- [WHAT IS EXPECTED]: Reproduce the closing run of lines below verbatim, from the line that contains "Retail shelf-audit station: indicate every instance of the crest" up to and including the final line.

§ §

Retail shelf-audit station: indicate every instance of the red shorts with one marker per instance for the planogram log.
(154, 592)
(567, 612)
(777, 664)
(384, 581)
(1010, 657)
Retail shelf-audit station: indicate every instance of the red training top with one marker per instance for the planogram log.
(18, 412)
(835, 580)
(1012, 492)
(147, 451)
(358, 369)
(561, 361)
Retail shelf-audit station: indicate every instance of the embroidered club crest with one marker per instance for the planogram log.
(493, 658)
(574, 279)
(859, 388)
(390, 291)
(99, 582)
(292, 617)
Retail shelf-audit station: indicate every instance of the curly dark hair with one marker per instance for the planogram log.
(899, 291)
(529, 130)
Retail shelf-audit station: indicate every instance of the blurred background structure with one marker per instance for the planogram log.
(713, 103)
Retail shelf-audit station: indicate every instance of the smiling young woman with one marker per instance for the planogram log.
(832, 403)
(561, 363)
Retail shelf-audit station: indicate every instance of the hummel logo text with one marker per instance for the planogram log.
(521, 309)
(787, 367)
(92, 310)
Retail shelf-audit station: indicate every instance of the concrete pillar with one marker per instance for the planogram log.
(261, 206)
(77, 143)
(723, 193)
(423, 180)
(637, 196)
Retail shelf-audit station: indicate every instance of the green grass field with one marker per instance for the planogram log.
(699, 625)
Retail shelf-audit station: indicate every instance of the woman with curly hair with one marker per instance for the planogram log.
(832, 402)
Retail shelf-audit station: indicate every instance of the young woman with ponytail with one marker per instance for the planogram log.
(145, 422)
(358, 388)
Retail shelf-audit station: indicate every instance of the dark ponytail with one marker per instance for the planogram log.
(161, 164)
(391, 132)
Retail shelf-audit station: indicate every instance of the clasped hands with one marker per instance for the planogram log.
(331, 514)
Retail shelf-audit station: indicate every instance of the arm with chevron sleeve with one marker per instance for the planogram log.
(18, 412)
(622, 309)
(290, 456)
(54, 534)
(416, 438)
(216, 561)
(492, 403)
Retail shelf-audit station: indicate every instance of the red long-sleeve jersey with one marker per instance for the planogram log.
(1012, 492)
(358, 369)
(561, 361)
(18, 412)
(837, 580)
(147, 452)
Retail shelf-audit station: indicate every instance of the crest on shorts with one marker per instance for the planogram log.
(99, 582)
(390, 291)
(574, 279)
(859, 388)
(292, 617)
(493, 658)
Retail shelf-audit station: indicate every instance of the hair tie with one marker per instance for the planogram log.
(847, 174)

§ §

- [YOUR RESPONSE]:
Retail shelf-audit station: indicate every instance of the crest on shorts with one marker per instance for the planogram log.
(99, 582)
(390, 291)
(574, 279)
(859, 388)
(292, 617)
(493, 658)
Retail shelf-audit station: indicate every instance of the hair tie with one marker per instance for the planogram log.
(847, 174)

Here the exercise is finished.